::: Data provided

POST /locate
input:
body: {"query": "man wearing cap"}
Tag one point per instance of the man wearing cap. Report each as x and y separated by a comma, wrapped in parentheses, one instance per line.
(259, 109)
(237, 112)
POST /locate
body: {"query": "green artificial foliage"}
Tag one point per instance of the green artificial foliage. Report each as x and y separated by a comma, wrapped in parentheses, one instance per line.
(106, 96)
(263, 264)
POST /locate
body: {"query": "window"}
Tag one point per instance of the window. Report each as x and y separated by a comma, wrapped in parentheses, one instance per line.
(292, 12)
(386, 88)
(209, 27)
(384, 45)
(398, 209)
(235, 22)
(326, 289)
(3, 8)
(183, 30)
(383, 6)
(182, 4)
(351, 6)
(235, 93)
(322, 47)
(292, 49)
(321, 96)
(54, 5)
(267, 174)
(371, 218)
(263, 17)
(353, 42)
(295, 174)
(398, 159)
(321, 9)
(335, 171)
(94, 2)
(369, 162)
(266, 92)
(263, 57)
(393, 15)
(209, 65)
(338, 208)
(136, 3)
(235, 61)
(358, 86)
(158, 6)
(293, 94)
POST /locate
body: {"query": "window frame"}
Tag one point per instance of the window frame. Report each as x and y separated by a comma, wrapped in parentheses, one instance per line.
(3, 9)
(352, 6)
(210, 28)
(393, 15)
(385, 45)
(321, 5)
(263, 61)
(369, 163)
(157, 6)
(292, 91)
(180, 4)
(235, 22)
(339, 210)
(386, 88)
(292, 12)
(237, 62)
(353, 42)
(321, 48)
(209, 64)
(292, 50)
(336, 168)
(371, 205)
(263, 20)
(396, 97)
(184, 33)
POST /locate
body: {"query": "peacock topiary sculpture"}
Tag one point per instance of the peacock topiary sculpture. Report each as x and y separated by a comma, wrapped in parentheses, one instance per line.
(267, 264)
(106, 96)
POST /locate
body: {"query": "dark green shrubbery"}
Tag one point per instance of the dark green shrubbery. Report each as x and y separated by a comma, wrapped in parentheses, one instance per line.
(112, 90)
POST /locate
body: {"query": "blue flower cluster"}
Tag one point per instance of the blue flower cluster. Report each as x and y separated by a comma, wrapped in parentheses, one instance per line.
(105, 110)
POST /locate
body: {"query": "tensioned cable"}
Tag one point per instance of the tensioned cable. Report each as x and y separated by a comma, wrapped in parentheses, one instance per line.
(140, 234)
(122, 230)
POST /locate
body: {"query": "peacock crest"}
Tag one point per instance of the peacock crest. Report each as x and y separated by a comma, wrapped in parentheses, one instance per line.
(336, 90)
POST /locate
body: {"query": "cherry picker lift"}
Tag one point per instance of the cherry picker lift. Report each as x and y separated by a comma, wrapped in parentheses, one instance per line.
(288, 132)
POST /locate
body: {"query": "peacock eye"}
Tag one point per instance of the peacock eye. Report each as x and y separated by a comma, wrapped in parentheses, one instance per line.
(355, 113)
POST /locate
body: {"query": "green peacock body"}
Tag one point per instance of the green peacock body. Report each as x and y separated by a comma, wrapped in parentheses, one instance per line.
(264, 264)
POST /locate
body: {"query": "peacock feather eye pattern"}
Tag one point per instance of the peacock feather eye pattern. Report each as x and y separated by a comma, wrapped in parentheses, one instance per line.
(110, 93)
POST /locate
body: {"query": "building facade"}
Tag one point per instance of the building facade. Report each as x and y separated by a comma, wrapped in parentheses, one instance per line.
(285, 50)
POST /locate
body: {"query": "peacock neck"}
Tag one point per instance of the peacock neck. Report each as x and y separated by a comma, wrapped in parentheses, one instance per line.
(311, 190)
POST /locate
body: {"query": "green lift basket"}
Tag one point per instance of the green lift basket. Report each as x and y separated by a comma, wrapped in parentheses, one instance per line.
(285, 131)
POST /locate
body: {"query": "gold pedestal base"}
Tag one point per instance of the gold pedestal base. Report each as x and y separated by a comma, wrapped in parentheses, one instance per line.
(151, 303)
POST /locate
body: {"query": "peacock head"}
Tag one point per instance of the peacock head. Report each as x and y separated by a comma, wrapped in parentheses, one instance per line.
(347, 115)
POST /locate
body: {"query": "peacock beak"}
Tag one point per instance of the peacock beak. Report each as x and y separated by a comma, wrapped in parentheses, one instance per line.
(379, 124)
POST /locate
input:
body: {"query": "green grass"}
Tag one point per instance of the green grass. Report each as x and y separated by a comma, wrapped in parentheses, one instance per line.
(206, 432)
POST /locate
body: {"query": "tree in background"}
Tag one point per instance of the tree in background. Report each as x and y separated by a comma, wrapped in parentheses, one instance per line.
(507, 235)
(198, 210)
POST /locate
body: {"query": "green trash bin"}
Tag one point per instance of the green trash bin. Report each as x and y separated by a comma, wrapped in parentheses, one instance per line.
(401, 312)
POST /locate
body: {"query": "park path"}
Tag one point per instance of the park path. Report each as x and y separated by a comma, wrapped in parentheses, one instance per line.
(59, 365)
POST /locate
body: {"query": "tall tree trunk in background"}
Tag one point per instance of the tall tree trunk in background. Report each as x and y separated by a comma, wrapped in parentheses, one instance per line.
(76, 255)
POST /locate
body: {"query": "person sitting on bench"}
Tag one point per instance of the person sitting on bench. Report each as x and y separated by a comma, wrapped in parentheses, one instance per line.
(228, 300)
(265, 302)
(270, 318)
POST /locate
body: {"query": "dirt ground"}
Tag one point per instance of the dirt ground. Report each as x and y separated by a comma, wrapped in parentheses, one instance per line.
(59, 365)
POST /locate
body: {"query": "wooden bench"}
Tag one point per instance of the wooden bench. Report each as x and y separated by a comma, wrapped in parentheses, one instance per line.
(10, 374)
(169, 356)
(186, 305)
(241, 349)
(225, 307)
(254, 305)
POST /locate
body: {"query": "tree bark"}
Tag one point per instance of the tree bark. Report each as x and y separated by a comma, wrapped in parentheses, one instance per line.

::::::

Quote the data in full, keeping each word unchanged.

Completed task:
POST /locate
input:
body: {"query": "man wearing cap"}
Tag one point per instance of the man wearing cap. Report each as x and y separated by a comma, wrapped in parentheses, one instance per line.
(259, 109)
(237, 112)
POST /locate
body: {"query": "green artificial foliage"}
Tag one point per instance of the green artificial foliage. Report each as x and y separated by a comma, wrapped in parentheses, one instance per line.
(106, 96)
(263, 264)
POST /locate
body: {"query": "window"}
Tag one point per instance of the window. Report each as x and y separated by a comma, wrapped in parentheses, one instance per line.
(292, 12)
(386, 88)
(209, 27)
(384, 45)
(398, 209)
(235, 22)
(326, 289)
(3, 8)
(183, 30)
(383, 6)
(182, 4)
(351, 6)
(235, 93)
(322, 47)
(292, 49)
(321, 96)
(54, 5)
(267, 174)
(371, 218)
(263, 17)
(353, 42)
(295, 174)
(398, 159)
(321, 9)
(335, 171)
(94, 2)
(369, 162)
(266, 92)
(263, 57)
(393, 15)
(209, 65)
(338, 208)
(136, 3)
(235, 61)
(358, 86)
(158, 6)
(293, 94)
POST /locate
body: {"query": "window frame"}
Tag one point per instance of the window frame. Report each as x and y separated by a comma, wrapped in parentheses, one instance per line.
(3, 9)
(352, 6)
(210, 28)
(393, 15)
(385, 45)
(321, 5)
(263, 61)
(369, 163)
(157, 6)
(292, 91)
(180, 4)
(235, 22)
(339, 210)
(386, 88)
(292, 12)
(237, 62)
(353, 42)
(321, 48)
(209, 64)
(292, 50)
(336, 168)
(371, 205)
(263, 20)
(396, 97)
(184, 33)
POST /locate
body: {"query": "peacock topiary sculpture"}
Tag one point per instance of the peacock topiary sculpture. Report each as x and y separated by a comma, wrapped in parentheses, one instance per line.
(267, 264)
(106, 96)
POST /locate
body: {"query": "dark green shrubbery"}
Tag one point per instance of the dark green shrubbery. Report each as x and y separated by a comma, wrapped in parentheses, one instance per line.
(112, 90)
POST /locate
body: {"query": "blue flower cluster"}
Tag one point per instance of the blue flower cluster. Report each as x and y separated by a comma, wrapped in parentheses, one instance per line.
(105, 110)
POST /locate
body: {"query": "tensioned cable"}
Tag one point per instance of the tensioned cable. Report each as x and y separated by a comma, wrapped in parentheses, one instance per line.
(140, 234)
(122, 230)
POST /locate
body: {"query": "peacock crest"}
Tag one point per instance of the peacock crest. Report each as x and y separated by a comma, wrapped in parentheses, one instance per line.
(336, 90)
POST /locate
body: {"query": "cherry picker lift"}
Tag one point per instance of the cherry picker lift. Report each as x and y separated by a comma, wrapped in parentheses, one instance per line.
(288, 132)
POST /locate
body: {"query": "peacock eye"}
Tag one point per instance of the peacock eye. Report each as x and y separated by a comma, wrapped in parentheses, one instance per line.
(355, 113)
POST /locate
body: {"query": "green peacock body"}
Tag one point per instance of the green peacock body. Report each as x and y separated by a comma, wrapped in parentheses, one instance per line.
(264, 264)
POST /locate
body: {"query": "peacock feather eye pattern"}
Tag one point per instance of the peacock feather eye pattern. Report each as x and y separated by a comma, wrapped in parentheses, one instance per line.
(110, 93)
POST /locate
body: {"query": "building facade"}
Tag one point per instance of the building facade. Report each as x and y separated by a comma, wrapped in parentheses, one instance per line.
(285, 50)
POST /locate
body: {"query": "peacock neck"}
Tag one point per instance of the peacock neck. Report each as x and y separated by a comma, wrapped in parentheses, one instance per line.
(311, 190)
POST /locate
body: {"query": "green lift basket"}
Tag one point per instance of the green lift basket. Report each as x and y separated by a comma, wrapped in parentheses, one instance per line.
(285, 131)
POST /locate
body: {"query": "gold pedestal base"}
Tag one point per instance of the gold pedestal base. Report each as x and y separated by a comma, wrapped in parentheses, one instance per line.
(151, 303)
POST /locate
body: {"query": "peacock head"}
Tag one point per instance of the peacock head. Report each as x and y separated by a comma, wrapped in parentheses, one instance per line.
(347, 115)
POST /locate
body: {"query": "peacock beak"}
Tag one point per instance of the peacock beak. Report each as x and y separated by a comma, wrapped in parentheses, one instance per line.
(379, 124)
POST /locate
input:
body: {"query": "green grass"}
Tag one point per instance of the green grass. Report each as x and y separated by a comma, wrapped in parentheses, one instance per line.
(206, 432)
POST /locate
body: {"query": "tree in background"}
Tag one point per instance of the tree in background. Report each as x and y separated by a comma, wrapped in parentheses, one instance per line.
(507, 235)
(198, 210)
POST /locate
body: {"query": "green trash bin"}
Tag one point per instance of the green trash bin. Report each as x and y separated by a comma, wrapped in parentheses, one instance per line.
(401, 312)
POST /locate
body: {"query": "park path"}
Tag one point per instance of the park path. Report each as x and y separated by a comma, wrapped in parentheses, one instance per line.
(59, 365)
POST /locate
body: {"query": "tall tree trunk in background"}
Tag one point per instance of the tall tree trunk in background. Report each as x and y separated by a comma, wrapped in parentheses, one instance per line.
(76, 255)
POST /locate
body: {"query": "person sitting on bench"}
Tag one point per instance of the person sitting on bench. Report each as x and y separated by a comma, wrapped in parentheses, one instance per line.
(228, 300)
(265, 302)
(270, 318)
POST /locate
body: {"query": "dirt ground"}
Tag one point per instance of the dirt ground. Report each as x and y separated by a comma, wrapped in parentheses, one instance per line.
(59, 365)
POST /locate
body: {"query": "wooden bench"}
Tag one point per instance of the wooden bench. Report each as x and y separated by a comma, wrapped in parentheses, one instance per line.
(10, 374)
(169, 356)
(186, 305)
(241, 349)
(225, 307)
(254, 305)
POST /locate
body: {"query": "tree bark"}
Tag one point per instance of the tree bark. Report each as x and y separated by a comma, wrapped in parentheses, one instance per line.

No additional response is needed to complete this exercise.